WHAT YOU NEED TO DO ::
1. Extract the passage of the text on the clear concrete repair product starting with "Roadware MatchCrete Clear" and going on through "rapid set time.", copying it word for word.
2. Pick out every line of the rows that contains the string "cherry", matching case exactly, and copy each one as it appears.

Characterization of Physical Properties of Roadware MatchCrete™ Clear Repair Product

 

November 5, 2009

 

Prof. David A. Lange

University of Illinois at Urbana-Champaign

 

Introduction

 

Roadware MatchCrete Clear (MCC) is a two component aliphatic polyurethane for repairing cracks, spalls, and joints in concrete subject to UV exposure from sunlight. This material is clear in appearance when applied and cured. Colored sand and pigments may be added to create color stable repairs that match most any decorative or shade of concrete surface. MCC will not yellow with exposure to sunlight over time.

 

A repair material must have attractive workability and flow in order to successfully consolidate against the concrete substrate, so an important issue is ease of application.  The ease of application in the case of MCC is largely a function of its low initial viscosity and rapid set time.

 

Shrinkage of repair materials should be minimized so that high stresses do not form and lead to debonding of the interface with the concrete substrate.  The potential for shrinkage stresses are commonly evaluated by free shrinkage tests, although in practice it is important to realize that creep relaxation is an important mechanism for reducing the level of stress in the repair.

Rows from a pointing dataset

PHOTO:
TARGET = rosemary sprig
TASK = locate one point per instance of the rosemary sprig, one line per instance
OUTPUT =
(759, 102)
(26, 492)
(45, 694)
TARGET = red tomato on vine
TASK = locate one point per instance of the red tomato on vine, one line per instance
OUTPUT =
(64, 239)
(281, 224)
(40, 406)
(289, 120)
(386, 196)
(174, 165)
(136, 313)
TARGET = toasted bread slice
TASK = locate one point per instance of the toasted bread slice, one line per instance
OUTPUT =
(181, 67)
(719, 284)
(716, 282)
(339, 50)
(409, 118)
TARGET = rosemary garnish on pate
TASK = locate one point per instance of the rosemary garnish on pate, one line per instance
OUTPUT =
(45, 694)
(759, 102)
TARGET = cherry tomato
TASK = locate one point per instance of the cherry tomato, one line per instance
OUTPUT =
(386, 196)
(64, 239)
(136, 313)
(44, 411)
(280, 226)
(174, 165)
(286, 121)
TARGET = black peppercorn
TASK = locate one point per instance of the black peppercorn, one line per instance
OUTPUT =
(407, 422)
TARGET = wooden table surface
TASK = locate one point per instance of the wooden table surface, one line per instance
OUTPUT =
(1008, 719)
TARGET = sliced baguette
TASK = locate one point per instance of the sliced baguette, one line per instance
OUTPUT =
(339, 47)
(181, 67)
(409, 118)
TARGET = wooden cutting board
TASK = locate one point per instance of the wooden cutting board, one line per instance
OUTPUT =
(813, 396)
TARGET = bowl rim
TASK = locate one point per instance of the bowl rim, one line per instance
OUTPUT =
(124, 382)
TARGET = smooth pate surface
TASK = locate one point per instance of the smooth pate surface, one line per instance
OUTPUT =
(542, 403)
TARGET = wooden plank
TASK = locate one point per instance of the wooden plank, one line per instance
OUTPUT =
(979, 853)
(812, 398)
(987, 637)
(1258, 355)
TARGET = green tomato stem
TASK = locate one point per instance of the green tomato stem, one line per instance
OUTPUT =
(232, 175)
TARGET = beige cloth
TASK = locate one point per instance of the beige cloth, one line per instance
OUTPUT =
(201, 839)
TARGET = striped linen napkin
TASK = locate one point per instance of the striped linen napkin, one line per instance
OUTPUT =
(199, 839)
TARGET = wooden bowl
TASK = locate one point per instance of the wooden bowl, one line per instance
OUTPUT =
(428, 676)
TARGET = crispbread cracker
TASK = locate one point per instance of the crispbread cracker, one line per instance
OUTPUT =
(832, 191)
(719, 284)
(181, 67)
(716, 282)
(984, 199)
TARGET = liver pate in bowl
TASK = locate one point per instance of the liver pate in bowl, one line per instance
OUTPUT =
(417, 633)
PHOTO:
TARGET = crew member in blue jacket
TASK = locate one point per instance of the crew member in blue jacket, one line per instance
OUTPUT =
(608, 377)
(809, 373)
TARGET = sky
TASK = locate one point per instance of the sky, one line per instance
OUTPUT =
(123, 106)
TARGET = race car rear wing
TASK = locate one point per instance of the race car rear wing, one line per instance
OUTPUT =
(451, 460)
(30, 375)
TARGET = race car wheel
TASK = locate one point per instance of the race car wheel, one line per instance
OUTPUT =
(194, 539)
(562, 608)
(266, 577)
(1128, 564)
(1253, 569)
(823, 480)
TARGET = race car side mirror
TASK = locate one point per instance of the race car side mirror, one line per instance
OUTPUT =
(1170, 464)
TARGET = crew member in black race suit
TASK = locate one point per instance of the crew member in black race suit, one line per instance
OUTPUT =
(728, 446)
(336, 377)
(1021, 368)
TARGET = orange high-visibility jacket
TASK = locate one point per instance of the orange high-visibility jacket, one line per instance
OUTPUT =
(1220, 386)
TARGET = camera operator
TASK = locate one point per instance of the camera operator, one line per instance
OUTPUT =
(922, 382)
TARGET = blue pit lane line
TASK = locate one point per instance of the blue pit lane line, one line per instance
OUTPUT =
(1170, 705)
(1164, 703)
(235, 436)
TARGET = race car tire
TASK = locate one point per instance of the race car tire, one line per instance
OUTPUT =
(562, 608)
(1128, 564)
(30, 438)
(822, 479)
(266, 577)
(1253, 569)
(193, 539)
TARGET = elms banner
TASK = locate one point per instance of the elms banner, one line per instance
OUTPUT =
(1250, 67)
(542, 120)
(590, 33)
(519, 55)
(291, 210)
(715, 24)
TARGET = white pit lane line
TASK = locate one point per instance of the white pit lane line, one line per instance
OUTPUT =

ANSWERS ::
1.
Roadware MatchCrete Clear (MCC) is a two component aliphatic polyurethane for repairing cracks, spalls, and joints in concrete subject to UV exposure from sunlight. This material is clear in appearance when applied and cured. Colored sand and pigments may be added to create color stable repairs that match most any decorative or shade of concrete surface. MCC will not yellow with exposure to sunlight over time.

 

A repair material must have attractive workability and flow in order to successfully consolidate against the concrete substrate, so an important issue is ease of application.  The ease of application in the case of MCC is largely a function of its low initial viscosity and rapid set time.

2.
TARGET = cherry tomato
TASK = locate one point per instance of the cherry tomato, one line per instance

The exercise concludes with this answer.